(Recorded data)
Begin
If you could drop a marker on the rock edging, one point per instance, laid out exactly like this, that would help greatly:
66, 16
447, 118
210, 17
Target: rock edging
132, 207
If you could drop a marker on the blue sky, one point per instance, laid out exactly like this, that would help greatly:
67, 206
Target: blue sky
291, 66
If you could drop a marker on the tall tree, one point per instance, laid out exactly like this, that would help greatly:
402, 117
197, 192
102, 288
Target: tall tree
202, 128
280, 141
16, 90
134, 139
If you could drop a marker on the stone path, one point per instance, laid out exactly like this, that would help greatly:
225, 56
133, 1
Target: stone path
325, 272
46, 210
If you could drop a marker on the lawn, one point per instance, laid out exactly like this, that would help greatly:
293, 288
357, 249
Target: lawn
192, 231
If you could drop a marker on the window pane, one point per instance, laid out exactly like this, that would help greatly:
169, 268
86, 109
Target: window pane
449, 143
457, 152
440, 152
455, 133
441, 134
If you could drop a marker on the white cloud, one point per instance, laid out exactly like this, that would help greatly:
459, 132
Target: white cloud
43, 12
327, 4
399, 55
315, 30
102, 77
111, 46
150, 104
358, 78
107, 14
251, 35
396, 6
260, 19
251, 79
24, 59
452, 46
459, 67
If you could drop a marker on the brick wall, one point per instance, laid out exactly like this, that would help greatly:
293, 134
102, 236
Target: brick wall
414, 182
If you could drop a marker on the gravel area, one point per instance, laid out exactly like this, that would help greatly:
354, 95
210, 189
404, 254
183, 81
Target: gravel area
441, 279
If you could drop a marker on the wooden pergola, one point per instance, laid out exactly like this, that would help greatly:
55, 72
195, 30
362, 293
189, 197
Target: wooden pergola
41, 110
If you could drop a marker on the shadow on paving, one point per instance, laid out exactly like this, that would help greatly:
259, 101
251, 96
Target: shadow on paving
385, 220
End
## Set exercise
Edit the listing above so that every "drop a marker" becomes "place a pin", with nothing else changed.

## Right answer
If you could place a pin on the rock edging, one point per instance, laid out exactly like this, that would help greatly:
66, 16
447, 118
210, 17
Target: rock edging
132, 207
If you could place a pin on the blue sky, one point per instance, laid out exactly like this, that would help greatly:
67, 206
Target: blue sky
291, 66
If you could place a pin on the tall tree, one point per instance, laid out exactly like this, that would help greatly:
402, 117
197, 192
102, 288
Target: tall tree
202, 128
280, 141
16, 90
134, 139
If you could place a pin on the stone path, one point per instance, laid out exactly like this, that would help greatly:
225, 56
133, 1
Target: stone path
325, 272
46, 210
If you could place a pin on the lawn, one point per instance, laid out exactly like this, that would help greatly:
293, 288
357, 249
Target: lawn
192, 231
If you could place a pin on the window pane, one point per instance, laid out exactly like this, that would help greatly:
169, 268
86, 109
Target: window pane
449, 143
457, 152
440, 152
455, 133
441, 134
If you could place a pin on the white cloud, one point per instance, laid out exactly like this, that would help greatly:
459, 132
Target: white cloud
43, 12
327, 4
399, 55
315, 30
102, 77
111, 46
150, 104
358, 78
107, 14
251, 35
396, 6
260, 19
251, 79
24, 59
452, 46
459, 67
If you could place a pin on the brick wall, one point per instance, laid out exactly like this, that would help greatly:
293, 134
102, 236
Target: brick wall
414, 182
If you could place a pin on the gravel area, one point per instance, laid out exactly like this, that would help greatly:
354, 95
210, 189
404, 254
183, 81
Target: gravel area
441, 279
If you could place a pin on the wooden pergola, one point per instance, laid out exactly like this, that would help greatly:
55, 72
195, 30
362, 293
189, 197
Target: wooden pergola
41, 110
If you could place a pin on the shadow on paving, one point per instance, laid out exactly like this, that would help greatly:
259, 101
251, 96
Target: shadow on paving
385, 220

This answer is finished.